───── Extracted records
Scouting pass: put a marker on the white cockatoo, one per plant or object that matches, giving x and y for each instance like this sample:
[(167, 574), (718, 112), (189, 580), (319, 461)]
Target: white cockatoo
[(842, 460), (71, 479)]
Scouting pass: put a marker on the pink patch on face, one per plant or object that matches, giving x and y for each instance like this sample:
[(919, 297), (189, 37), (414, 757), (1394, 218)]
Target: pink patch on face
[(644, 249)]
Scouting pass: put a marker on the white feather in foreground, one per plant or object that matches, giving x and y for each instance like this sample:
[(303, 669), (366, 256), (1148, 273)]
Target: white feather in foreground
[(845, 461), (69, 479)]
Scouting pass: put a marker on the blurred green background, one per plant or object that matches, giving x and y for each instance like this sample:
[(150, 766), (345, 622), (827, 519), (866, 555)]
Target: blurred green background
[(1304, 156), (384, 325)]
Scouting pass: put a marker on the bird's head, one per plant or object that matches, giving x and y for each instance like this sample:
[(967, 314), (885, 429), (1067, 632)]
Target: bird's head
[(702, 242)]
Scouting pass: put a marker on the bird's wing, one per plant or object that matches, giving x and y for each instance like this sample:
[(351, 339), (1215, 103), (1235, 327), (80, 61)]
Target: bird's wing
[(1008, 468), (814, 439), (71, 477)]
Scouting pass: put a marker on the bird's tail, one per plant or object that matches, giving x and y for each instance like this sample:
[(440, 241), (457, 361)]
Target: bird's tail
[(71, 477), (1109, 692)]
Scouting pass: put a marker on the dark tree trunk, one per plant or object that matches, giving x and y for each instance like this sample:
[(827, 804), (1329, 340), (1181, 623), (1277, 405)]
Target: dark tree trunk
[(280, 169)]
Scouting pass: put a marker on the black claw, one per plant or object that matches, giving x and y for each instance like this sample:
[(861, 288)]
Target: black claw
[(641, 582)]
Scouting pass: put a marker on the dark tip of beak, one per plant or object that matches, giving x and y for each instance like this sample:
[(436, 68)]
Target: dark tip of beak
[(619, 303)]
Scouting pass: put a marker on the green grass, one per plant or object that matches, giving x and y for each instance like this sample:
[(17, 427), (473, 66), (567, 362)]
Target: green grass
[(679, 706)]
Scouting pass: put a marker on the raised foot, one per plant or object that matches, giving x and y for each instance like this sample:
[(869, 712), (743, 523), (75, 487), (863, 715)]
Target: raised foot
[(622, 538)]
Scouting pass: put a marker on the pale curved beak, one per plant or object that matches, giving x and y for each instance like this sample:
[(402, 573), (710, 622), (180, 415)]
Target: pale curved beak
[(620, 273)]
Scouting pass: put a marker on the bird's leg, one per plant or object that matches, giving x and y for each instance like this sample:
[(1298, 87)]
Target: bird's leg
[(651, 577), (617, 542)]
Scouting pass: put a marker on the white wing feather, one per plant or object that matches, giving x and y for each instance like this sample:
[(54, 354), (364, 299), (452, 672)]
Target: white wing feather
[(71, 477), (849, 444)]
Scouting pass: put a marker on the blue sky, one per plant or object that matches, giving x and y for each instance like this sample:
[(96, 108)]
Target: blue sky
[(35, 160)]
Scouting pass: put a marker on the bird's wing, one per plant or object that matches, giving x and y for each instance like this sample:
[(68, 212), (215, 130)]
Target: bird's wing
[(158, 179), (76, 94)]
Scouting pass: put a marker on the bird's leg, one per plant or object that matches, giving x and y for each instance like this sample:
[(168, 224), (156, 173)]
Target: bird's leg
──────────
Objective. Copy all of the records above verbatim, line by line, keeping every word, number and bracket unchanged.

Result below.
Scouting pass: put a marker on the white cockatoo, one per plant or object that matches, giving x and y for each instance like this sample:
[(167, 574), (718, 112), (189, 580), (319, 461)]
Target: white cockatoo
[(842, 460), (71, 479)]
Scouting pass: put a marker on the pink patch on face, one per plant or object that matches, giving x and y for each instance like this sample:
[(919, 297), (189, 37), (414, 757), (1394, 218)]
Target: pink patch on face
[(644, 249)]
Scouting pass: put a marker on the white feather in foreground, one per plant or object that matches, giving x and y for each instance like this sample:
[(303, 669), (366, 256), (1148, 273)]
Target: white feather in foreground
[(845, 461), (69, 479)]
Scouting pass: put a marker on the blurred green background, one per plant or object that matches, giving x and y for each instance like this sample:
[(150, 766), (345, 622), (827, 519), (866, 555)]
Target: blurred green background
[(1304, 156), (384, 325)]
Scouting pass: put a marker on the bird's head, one per plant or object that matches, giving x and y for each instance like this sample:
[(967, 314), (885, 429), (1067, 632)]
Target: bird's head
[(702, 242)]
Scouting pass: put a marker on the bird's wing, one per plant or object that matches, giving x and y for each instance like this sample:
[(351, 339), (1215, 103), (1235, 327), (80, 61)]
Target: bird's wing
[(1008, 468), (814, 439), (71, 477)]
Scouting pass: put a marker on the bird's tail, one per plant or object that matches, giving x and y for each instance like this sample:
[(440, 241), (457, 361)]
Target: bird's tail
[(71, 477), (1109, 692)]
Scouting pass: put a marker on the dark tree trunk, one per plant or object that matches, giving x and y for each instance like this sample:
[(827, 804), (1329, 340), (1181, 623), (1277, 405)]
Target: dark tree trunk
[(280, 169)]
Scouting pass: put a marker on the black claw, one per plant or object that matches, giving x and y for each instance like this sample:
[(861, 288)]
Target: black claw
[(641, 582)]
Scouting pass: put a marker on the dark tip of beak, one per plant or object that matches, giving x and y for each instance like this sample:
[(436, 68)]
Target: dark tip of beak
[(619, 303)]
Scouting pass: put a marker on the green grass, one per plant or object that matches, giving x and y for each instance like this sample:
[(17, 427), (473, 66), (567, 362)]
Target: green grass
[(679, 706)]
Scouting pass: put a marker on the raised foot, one per plant or object that matches, giving x and y for each instance like this sample:
[(869, 712), (743, 523), (75, 487), (863, 715)]
Target: raised foot
[(622, 538)]
Scouting pass: put a marker on the pale curved beak, one per plant or object that matches, giving x and y for each instance like this sample:
[(402, 573), (710, 622), (180, 415)]
Target: pale curved beak
[(620, 273)]
Scouting pass: put a marker on the bird's leg, one per plant or object that matches, giving x and y for each instance like this sample:
[(1298, 87)]
Target: bird's leg
[(651, 577), (617, 542)]
Scouting pass: put a marker on the white wing feather, one per plant or object that matches, giving x and y for each instance like this sample:
[(54, 354), (364, 299), (452, 672)]
Target: white wing feather
[(71, 477), (849, 444)]
Scouting pass: put a marker on the blue sky, one per plant or object that matches, giving x and y for each instance like this sample:
[(96, 108)]
Target: blue sky
[(35, 160)]
Scouting pass: put a marker on the bird's wing, one per plant or object that matches, giving x and y for each instance like this sample:
[(68, 212), (215, 130)]
Target: bird's wing
[(158, 179), (76, 94)]
Scouting pass: put a marker on the bird's leg, one per plant or object that matches, giving x and y for each instance like this sample:
[(168, 224), (156, 173)]
Target: bird's leg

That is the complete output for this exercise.